Material provided:
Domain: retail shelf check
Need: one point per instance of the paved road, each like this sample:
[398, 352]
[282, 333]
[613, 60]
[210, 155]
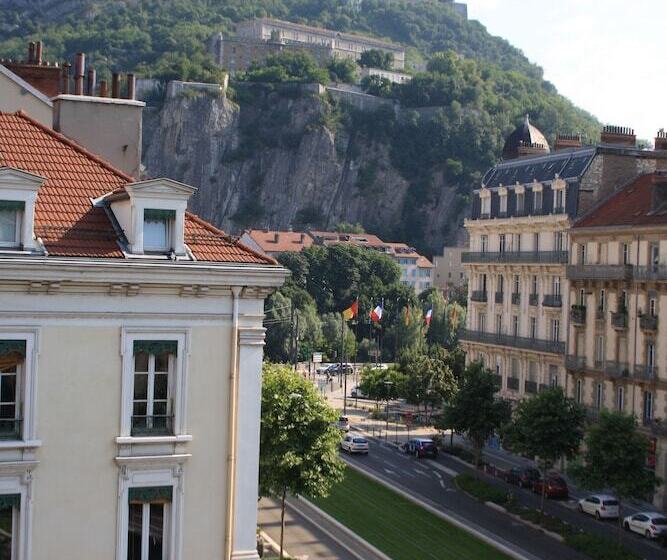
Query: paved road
[431, 481]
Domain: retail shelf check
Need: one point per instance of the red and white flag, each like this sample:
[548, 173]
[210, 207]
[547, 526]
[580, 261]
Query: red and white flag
[376, 314]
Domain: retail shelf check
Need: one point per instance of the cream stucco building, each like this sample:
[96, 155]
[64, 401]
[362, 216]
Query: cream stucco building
[130, 363]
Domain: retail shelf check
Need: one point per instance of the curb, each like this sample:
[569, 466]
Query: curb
[348, 532]
[511, 552]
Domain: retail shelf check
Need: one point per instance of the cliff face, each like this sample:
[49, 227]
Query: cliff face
[281, 161]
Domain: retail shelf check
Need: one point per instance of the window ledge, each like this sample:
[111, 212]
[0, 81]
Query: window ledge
[20, 444]
[134, 440]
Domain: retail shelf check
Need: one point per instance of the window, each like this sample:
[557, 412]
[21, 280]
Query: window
[10, 223]
[151, 404]
[157, 230]
[620, 399]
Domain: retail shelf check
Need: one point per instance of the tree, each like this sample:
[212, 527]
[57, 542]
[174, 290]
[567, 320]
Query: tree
[298, 440]
[374, 58]
[615, 457]
[548, 426]
[474, 411]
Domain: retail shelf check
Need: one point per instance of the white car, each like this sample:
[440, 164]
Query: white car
[354, 444]
[601, 506]
[648, 523]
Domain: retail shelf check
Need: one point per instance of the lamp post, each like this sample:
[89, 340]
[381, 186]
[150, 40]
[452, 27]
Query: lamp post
[387, 385]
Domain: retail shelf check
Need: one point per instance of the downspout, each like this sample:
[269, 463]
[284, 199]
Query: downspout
[232, 426]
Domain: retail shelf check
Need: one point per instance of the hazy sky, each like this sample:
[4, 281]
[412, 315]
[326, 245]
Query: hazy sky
[607, 56]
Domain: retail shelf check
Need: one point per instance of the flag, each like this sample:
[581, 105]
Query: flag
[351, 311]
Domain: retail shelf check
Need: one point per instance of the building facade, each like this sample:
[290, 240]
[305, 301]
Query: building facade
[617, 345]
[518, 297]
[130, 363]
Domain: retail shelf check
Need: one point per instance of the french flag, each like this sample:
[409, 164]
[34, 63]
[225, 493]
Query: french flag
[376, 314]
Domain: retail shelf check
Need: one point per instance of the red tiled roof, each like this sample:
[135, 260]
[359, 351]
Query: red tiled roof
[629, 206]
[280, 241]
[65, 218]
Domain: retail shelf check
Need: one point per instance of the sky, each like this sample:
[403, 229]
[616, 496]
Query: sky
[607, 56]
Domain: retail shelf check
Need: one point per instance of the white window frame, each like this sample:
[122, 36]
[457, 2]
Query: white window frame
[179, 383]
[148, 473]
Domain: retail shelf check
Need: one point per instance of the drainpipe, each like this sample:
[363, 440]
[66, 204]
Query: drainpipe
[232, 426]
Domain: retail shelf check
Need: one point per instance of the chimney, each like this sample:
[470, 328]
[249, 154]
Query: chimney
[131, 86]
[92, 82]
[115, 85]
[79, 72]
[619, 135]
[564, 141]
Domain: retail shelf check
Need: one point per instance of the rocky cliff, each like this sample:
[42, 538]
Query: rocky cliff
[280, 161]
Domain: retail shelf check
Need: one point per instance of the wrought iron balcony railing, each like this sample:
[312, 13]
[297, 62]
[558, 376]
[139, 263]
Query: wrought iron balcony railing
[536, 344]
[552, 300]
[157, 425]
[578, 314]
[599, 272]
[533, 257]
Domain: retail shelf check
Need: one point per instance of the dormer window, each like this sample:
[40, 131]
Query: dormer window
[11, 212]
[158, 226]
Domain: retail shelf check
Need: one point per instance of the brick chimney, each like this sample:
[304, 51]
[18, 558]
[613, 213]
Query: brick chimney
[564, 141]
[619, 135]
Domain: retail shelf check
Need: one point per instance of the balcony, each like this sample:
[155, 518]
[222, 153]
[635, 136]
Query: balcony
[599, 272]
[617, 370]
[575, 363]
[478, 295]
[532, 257]
[157, 425]
[578, 315]
[552, 300]
[645, 373]
[535, 344]
[619, 320]
[10, 429]
[530, 387]
[645, 273]
[648, 323]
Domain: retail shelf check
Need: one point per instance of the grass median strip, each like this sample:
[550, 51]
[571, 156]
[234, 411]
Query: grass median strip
[396, 526]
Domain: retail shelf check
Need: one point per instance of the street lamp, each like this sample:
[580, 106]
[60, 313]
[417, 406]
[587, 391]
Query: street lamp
[387, 385]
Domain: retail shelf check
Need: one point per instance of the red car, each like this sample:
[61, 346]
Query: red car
[556, 487]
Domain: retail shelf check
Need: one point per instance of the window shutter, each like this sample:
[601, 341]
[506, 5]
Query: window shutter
[151, 494]
[12, 205]
[154, 214]
[155, 346]
[8, 347]
[10, 500]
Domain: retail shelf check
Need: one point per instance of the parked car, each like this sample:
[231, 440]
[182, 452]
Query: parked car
[354, 444]
[421, 447]
[651, 524]
[523, 477]
[556, 487]
[343, 423]
[600, 505]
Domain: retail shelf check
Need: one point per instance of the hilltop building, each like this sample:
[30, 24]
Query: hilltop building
[256, 39]
[130, 362]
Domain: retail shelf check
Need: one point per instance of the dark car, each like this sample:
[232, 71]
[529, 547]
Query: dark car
[556, 487]
[524, 477]
[421, 447]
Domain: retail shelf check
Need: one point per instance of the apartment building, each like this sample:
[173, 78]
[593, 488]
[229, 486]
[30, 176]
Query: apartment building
[518, 296]
[617, 345]
[255, 39]
[130, 363]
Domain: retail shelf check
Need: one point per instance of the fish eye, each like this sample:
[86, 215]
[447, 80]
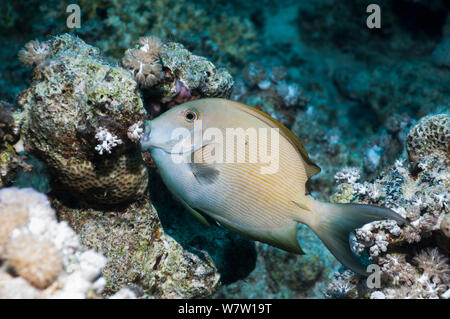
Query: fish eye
[190, 116]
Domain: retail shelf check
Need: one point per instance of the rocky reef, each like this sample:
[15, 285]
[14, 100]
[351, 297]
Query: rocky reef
[141, 256]
[76, 117]
[41, 257]
[413, 258]
[371, 106]
[82, 117]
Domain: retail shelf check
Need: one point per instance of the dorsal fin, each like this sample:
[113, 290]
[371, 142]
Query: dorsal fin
[311, 167]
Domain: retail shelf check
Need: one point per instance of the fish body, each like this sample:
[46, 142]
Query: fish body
[237, 185]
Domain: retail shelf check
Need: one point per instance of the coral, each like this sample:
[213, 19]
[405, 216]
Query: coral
[343, 286]
[42, 258]
[185, 77]
[144, 61]
[34, 53]
[107, 141]
[418, 192]
[434, 265]
[37, 261]
[135, 132]
[140, 255]
[445, 225]
[431, 135]
[75, 101]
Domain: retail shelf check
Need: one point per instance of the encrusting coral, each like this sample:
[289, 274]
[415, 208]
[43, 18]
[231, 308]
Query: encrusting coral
[39, 256]
[76, 117]
[411, 257]
[430, 136]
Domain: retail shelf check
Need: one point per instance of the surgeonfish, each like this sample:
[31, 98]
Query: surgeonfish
[258, 199]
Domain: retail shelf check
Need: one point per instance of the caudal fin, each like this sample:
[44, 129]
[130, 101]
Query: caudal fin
[333, 223]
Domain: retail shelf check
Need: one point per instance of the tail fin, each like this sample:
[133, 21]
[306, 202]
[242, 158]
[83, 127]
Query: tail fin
[333, 223]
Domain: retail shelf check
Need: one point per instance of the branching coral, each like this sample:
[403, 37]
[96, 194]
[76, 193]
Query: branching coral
[184, 76]
[77, 107]
[144, 61]
[418, 192]
[42, 258]
[33, 53]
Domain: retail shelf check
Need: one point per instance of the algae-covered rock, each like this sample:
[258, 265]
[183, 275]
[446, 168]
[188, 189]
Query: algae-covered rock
[430, 136]
[177, 74]
[411, 257]
[140, 255]
[77, 115]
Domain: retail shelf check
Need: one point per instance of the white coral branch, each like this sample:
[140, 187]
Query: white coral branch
[107, 141]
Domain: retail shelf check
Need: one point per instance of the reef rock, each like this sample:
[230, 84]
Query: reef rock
[76, 118]
[39, 256]
[411, 257]
[140, 255]
[169, 74]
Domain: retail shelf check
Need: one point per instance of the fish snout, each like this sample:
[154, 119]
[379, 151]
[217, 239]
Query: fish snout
[145, 139]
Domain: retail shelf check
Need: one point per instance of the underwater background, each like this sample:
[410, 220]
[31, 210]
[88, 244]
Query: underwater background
[370, 105]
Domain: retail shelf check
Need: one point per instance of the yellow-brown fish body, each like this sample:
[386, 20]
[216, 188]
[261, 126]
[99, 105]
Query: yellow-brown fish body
[263, 200]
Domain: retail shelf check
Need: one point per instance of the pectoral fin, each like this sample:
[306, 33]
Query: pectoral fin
[202, 166]
[196, 213]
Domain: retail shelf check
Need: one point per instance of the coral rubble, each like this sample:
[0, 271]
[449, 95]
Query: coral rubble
[140, 254]
[76, 117]
[411, 257]
[41, 257]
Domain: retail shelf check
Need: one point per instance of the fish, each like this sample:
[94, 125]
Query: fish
[252, 180]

Requirement: Filter the rows above and copy out every line that contains the string "surgeonfish".

Final result:
Need: one point per instance of the surgeonfish, each like this sample:
Query: surgeonfish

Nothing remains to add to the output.